#### Supplied text
Photo of the Santa Fe watershed that was thinned in the early 1990’s and subsequently had prescribed fire applied twice. According to Sarah Hyden, you can see from the photo that the understory has not been allowed to return except for a few grasses, and the ecosystem does not appear to be healthy at all. Photo by Dee Blanco

The following guest post was written by Sarah Hyden.  Sarah is the editor of a new website in development, focused on protection of the Santa Fe National Forest called The Forest Advocate. Sarah describes herself as “one of a growing number of citizen advocates deeply concerned about the severity of fuel treatments in our national forests and the very bad ecological effects of such treatments.” – mk

A transformation is taking place in our forest.

It’s changing by the year as the climate becomes warmer and dryer. Existing vegetation in many areas is becoming more marginal. Those of us who live by and with the forest can see it happening. Some years we wonder if the trees will even make it, and then the rains come and they look healthy again. But they don’t seem to be able to tolerate even relatively small impacts.

The forest is resilient in its own way when left free of human interventions. It’s evolving into the healthiest forest possible given current conditions, even if it doesn’t always look that way to us after natural forest processes such as wildfire and bark beetle outbreaks. There will likely be major shifts in vegetation types.

It appears to be difficult, or even impossible for our forest to recover ecological balance and function after fuel treatment projects — extensive thinning followed by periodic prescribed burns. We can see this in the Santa Fe watershed which was thinned and first burned two decades ago. Many treated areas still look like a forest wasteland, not functional forest.

Thinning prescriptions normally call for the vast majority of trees to be removed from large areas of forest. This can involve heavy machinery, damage to trees left behind both above the soil and below, and roads built or improved out in the forest which can cause erosion and wildlife fragmentation. These roads carry the impacts of the public further out into the forest — including increased fire risk. Thinning slash creates increased fire and insect outbreak risk.

Existing research from the US Forest Service and its partners estimates that our local forest historically burned every 5 to 15 years, and prescribed fire regimens often follow that general framework. Newer studies by independent researchers estimate that fire came to our forest much less frequently — one study (W. Baker, 2017) estimates it came at an average of every 55 years for dry mixed conifer and ponderosa pine in the Santa Fe watershed. The too-frequent prescribed fire is not allowing a healthy understory to return, and along with too-intensive thinning, is in many cases leaving our forests too open, barren, dry and ecologically brittle. And sometimes prescribed fire actually causes fires, such as the Cerro Grande Fire.

There have been many detrimental human impacts to our forest ecosystem over the years — logging, livestock grazing, off-road vehicle use, mining, road-building, excessive fire suppression, and human caused fires. The forest needs to heal. Another massive intervention in the form of widespread thinning and prescribed fire is just another man-made solution to a man-made problem. Is it really going to work this time?

The forest has its own intelligence. It can heal itself, in time, likely much better than any treatment we humans can apply. Natural fires in our forest of all intensities help the forest to renew itself and promote biodiversity.

We know how to protect our homes in the wildland/urban interface — fireproof structures and land 100 feet surrounding homes. This has been proven, including by US Forest Service researcher Jack Cohen.
########
#### Data provided
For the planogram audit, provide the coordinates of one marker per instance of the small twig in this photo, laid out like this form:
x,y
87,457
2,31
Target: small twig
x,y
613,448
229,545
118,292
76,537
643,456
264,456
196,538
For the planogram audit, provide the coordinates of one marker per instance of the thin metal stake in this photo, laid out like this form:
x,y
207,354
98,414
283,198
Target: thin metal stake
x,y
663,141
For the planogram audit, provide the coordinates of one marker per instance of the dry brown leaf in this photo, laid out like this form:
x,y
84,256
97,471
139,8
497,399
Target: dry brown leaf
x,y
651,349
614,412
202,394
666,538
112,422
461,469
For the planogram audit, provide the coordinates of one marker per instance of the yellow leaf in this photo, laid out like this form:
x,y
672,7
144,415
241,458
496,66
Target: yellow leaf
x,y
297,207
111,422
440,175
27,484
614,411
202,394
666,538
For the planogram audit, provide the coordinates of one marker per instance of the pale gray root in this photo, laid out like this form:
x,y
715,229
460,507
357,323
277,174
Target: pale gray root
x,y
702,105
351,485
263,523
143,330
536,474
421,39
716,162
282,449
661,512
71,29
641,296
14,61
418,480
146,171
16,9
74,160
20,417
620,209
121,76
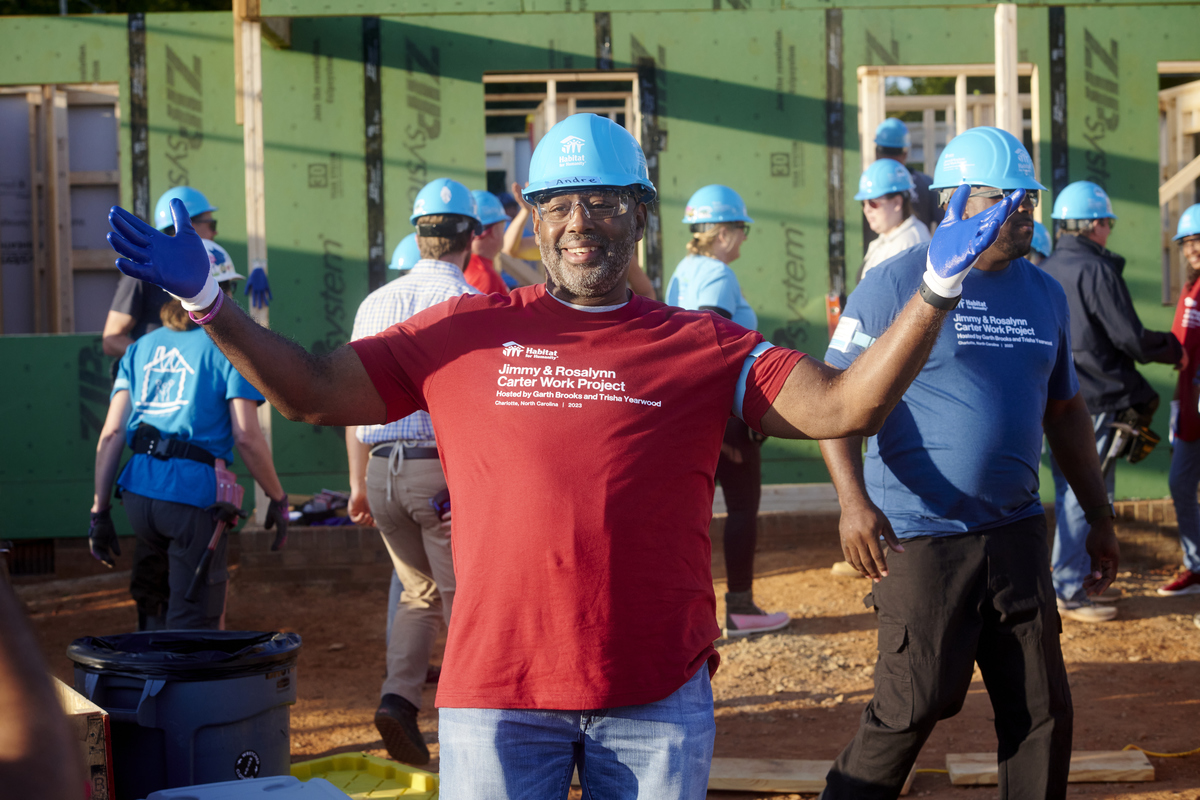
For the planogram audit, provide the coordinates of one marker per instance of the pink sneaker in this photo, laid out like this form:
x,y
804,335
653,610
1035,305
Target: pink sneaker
x,y
1186,583
743,618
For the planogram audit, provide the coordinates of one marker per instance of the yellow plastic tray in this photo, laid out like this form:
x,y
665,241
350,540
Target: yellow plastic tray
x,y
364,776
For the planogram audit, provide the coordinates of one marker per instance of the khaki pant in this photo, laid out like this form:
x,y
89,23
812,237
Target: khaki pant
x,y
420,552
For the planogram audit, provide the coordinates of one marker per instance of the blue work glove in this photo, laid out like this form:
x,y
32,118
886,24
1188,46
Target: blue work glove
x,y
258,288
179,264
959,242
102,537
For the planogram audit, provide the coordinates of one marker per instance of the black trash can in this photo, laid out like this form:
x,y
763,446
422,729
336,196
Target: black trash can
x,y
191,707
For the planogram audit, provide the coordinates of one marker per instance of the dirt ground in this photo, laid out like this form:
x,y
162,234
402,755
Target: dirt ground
x,y
797,693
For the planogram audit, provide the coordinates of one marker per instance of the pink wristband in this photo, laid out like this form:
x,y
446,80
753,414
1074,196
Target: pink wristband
x,y
208,318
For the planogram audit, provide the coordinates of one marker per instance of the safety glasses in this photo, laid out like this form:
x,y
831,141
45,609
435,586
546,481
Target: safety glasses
x,y
877,202
1031,194
597,205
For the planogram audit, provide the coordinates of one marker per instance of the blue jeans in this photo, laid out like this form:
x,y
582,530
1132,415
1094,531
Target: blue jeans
x,y
1183,481
658,751
1069,563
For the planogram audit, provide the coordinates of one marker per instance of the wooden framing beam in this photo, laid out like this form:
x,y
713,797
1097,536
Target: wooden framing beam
x,y
36,194
538,96
1008,110
874,104
251,86
58,229
921,102
1179,181
93,260
561,77
1179,67
1024,68
95,178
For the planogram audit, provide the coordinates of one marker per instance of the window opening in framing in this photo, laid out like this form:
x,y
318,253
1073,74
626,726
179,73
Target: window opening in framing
x,y
60,174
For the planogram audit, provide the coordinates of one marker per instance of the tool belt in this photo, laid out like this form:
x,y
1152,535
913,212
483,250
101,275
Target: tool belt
x,y
148,440
385,450
1131,437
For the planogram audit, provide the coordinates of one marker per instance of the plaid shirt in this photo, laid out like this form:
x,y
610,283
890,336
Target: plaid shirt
x,y
426,284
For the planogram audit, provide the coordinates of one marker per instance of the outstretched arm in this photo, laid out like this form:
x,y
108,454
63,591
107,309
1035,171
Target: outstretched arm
x,y
820,402
862,524
330,389
333,389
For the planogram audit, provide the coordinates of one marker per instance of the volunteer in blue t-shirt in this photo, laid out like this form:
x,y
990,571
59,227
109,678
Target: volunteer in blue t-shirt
x,y
177,396
719,226
951,486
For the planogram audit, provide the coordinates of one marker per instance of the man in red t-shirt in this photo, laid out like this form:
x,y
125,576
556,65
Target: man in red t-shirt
x,y
480,270
585,613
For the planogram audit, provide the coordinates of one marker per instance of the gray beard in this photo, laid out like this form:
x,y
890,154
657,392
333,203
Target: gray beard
x,y
594,281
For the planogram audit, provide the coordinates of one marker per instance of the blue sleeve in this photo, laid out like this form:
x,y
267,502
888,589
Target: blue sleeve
x,y
124,373
1063,382
719,289
869,311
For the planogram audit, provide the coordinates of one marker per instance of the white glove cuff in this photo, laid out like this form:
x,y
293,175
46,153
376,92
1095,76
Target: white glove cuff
x,y
204,299
948,288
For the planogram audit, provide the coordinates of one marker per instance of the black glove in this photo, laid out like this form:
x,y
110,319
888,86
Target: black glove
x,y
102,537
277,517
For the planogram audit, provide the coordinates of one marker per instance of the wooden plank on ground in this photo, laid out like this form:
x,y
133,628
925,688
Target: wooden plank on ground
x,y
767,775
1086,767
761,774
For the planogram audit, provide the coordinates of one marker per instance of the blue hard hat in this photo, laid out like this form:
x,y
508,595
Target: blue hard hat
x,y
585,151
1189,222
406,254
1083,200
985,156
893,133
220,264
490,208
883,176
444,196
1042,242
193,200
715,203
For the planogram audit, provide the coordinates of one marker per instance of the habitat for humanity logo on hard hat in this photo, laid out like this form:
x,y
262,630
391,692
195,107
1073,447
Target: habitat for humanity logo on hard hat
x,y
573,151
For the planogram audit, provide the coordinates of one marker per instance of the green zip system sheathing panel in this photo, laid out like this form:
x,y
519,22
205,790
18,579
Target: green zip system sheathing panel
x,y
739,97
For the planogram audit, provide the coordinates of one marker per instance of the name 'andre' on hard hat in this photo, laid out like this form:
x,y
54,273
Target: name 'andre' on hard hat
x,y
588,151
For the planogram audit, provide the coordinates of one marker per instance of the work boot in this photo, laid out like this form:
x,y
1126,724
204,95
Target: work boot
x,y
743,618
1083,609
396,722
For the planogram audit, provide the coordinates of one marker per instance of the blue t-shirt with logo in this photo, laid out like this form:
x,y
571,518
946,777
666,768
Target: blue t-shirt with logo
x,y
702,282
960,451
181,384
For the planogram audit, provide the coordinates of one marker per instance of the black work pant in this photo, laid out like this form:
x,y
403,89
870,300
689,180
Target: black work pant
x,y
171,540
739,473
947,603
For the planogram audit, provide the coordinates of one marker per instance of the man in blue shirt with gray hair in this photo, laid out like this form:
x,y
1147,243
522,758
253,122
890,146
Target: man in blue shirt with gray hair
x,y
951,486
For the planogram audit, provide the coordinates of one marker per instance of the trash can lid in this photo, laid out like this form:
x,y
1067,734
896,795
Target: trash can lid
x,y
186,655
########
■ Brief 1
Rewrite the paragraph of the guest post on forest fuel treatments that begins "Thinning prescriptions normally call" as a bulleted list that keeps its main facts.
■ Brief 2
From the guest post on forest fuel treatments, return word for word the part that opens with the words containing "We know how" and closes with "researcher Jack Cohen.".

■ Your solution 1
- Thinning prescriptions normally call for removing the vast majority of trees from large areas of forest.
- Thinning can involve heavy machinery and damage to the remaining trees, both above and below the soil.
- It can require building or improving roads in the forest, which can cause erosion and wildlife fragmentation.
- These roads carry the public's impacts further into the forest, including increased fire risk.
- Thinning slash increases the risk of fire and insect outbreaks.

■ Your solution 2
We know how to protect our homes in the wildland/urban interface — fireproof structures and land 100 feet surrounding homes. This has been proven, including by US Forest Service researcher Jack Cohen.